SOURCE DOCUMENT:
┏━━

The Ecology of Humans (14-2-1) Human Olfaction

 Human Olfaction

Human olfaction begins at the epithelium in the roof of the nasal passage, where hair-like cilia connected to receptor cells transmit odorant detection to nerve (mitral) cells in the olfactory bulb, where initial scent processing is performed. These filtered olfactory signals are then sent to various parts of the brain associated with emotion, behavior, and memory.

Olfactory receptor cells wear out rather quickly, and so continually regenerate, with total turnover every 2 months.

Like dogs, humans can track scents using the difference in odor intensity between the 2 nostrils. This is not to say that human sense of smell is up to snuff to that of dogs.

Dogs have 50 times the number of olfactory receptors cells in their noses, which sit on long snouts situated close to the ground. Whereas humans have about 10 cm2 dedicated to olfaction reception, some dogs have 170 cm2. Further, the nose of a dog is 100 times more densely innervated (packed with nerves) than a person.

7 categories of human-detectable odors have been suggested, corresponding to the 7 types of smell receptors in the nasal cavity: camphor-like, musky, floral, minty, ethereal (dry-cleaning fluid is exemplary), pungent (vinegar-like), and putrid. But this bears no relation to the complexity of odorant receptor production, nor even sufficiently characterizes the subtleties of human olfaction.

Excepting some hunter-gatherer tribes, humans generally struggle to explicitly name specific smells. Even experts are readily fooled by an odor’s context. Human ability to vividly imagine a smell is hardly worth a snort.

Olfaction has long been considered the least significant of the human senses. Biological anthropologists have suggested that vision supplanted olfaction as humans became upright. ~ Dutch psycholinguist Asifa Majid & Swedish linguist Nicole Kruspe

The limited terminology for scents and tastes suggests that these are not the strong suits of human sensory perception: contrast these vernaculars to the vocabularies associated with sight and sound. It may instead be that smell simply does not carry the cultural currency that vision and audition do: that we do not commonly converse of odors so specifically as to merit a verbose nomenclature.

Though dogs may have better sniffers, humans are able to sift through billions of different odors. We use scent to detect fear, stress, and sickness, and to assist in selecting mates.

There’s a true underappreciation for the way we use our sense of smell that contributes quite significantly to our overall well-being. ~ English physiologist Johannes Reisert

Women pack 40% more olfactory receptors in their heads than men, giving them a superior sense of smell.

Individuals have decidedly different senses of smell, owing to genetic and lifestyle differences.

Health determines smell sensitivity. An early sign of dementia and Alzheimer’s disease is loss of smell (anosmia; hyposmia is diminished or deficient sense of smell).

┗━━

COMPLETE THE FOLLOWING:
a. Repeat the passage on human olfaction starting with "Though dogs may" and going on through "in selecting mates.", switching "sniffers" to "noses".
b. Name the categories of human-detectable odors that the text on human olfaction says have been suggested.

[Natural language region descriptions]
┏━━

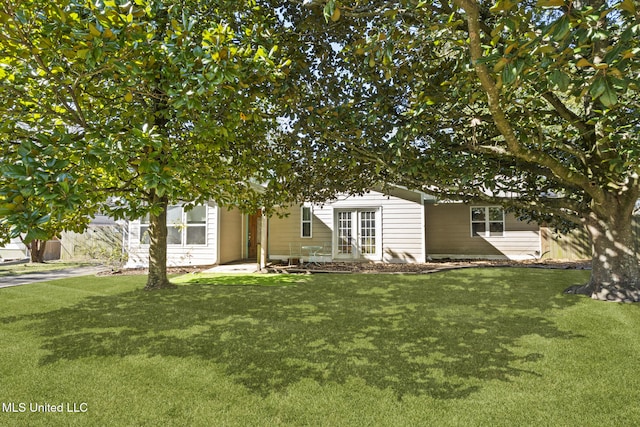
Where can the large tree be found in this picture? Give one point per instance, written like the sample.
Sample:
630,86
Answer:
143,103
531,104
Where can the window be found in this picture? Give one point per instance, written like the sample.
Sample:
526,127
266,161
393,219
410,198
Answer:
306,221
487,221
358,234
183,227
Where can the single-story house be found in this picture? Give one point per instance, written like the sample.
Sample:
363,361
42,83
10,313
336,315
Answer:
399,226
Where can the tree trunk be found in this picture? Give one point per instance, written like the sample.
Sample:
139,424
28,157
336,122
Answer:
615,274
36,249
157,278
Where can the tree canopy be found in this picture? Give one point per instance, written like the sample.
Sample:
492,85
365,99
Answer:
530,104
138,103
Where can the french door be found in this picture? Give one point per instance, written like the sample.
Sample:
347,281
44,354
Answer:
358,234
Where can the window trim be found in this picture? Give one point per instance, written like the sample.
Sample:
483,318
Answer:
182,225
487,222
356,233
309,221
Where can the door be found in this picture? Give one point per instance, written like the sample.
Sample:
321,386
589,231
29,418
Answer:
357,234
253,236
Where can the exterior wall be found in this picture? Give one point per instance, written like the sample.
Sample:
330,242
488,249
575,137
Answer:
399,221
178,255
448,235
232,235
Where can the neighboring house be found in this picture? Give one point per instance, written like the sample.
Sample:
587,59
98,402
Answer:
14,250
399,226
104,240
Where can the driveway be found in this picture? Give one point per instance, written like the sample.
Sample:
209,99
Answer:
45,276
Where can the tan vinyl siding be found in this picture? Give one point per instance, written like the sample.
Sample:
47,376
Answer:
449,235
177,255
287,230
401,225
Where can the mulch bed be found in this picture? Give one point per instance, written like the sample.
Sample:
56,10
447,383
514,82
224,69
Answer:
373,267
170,270
432,266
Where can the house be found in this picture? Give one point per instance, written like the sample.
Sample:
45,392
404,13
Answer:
205,235
397,226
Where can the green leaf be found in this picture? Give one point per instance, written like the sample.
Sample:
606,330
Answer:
609,98
560,79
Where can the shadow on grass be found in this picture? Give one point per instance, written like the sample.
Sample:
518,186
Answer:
438,335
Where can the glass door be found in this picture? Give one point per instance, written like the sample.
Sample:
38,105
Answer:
357,234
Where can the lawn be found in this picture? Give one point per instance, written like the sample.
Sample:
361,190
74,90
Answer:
497,346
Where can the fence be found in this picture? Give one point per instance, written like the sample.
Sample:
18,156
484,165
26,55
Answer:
102,243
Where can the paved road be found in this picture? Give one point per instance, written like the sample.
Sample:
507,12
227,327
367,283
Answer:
44,276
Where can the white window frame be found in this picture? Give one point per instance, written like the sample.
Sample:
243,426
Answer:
182,225
487,221
304,221
356,230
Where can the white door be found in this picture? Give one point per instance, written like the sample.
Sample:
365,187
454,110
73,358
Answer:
357,233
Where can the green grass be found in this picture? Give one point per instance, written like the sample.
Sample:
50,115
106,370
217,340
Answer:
27,267
494,347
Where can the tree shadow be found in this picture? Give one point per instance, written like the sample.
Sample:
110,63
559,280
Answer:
413,335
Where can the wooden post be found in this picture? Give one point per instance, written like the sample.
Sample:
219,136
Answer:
262,254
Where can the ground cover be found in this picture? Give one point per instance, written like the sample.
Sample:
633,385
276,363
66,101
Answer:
498,346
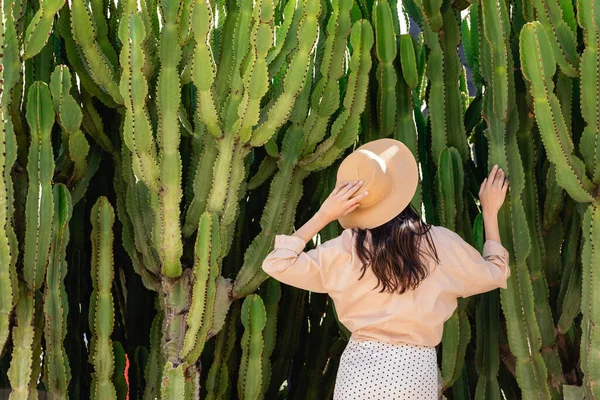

┗━━

WRITTEN RESPONSES:
a.
Though dogs may have better noses, humans are able to sift through billions of different odors. We use scent to detect fear, stress, and sickness, and to assist in selecting mates.

b. camphor-like, musky, floral, minty, ethereal, pungent, putrid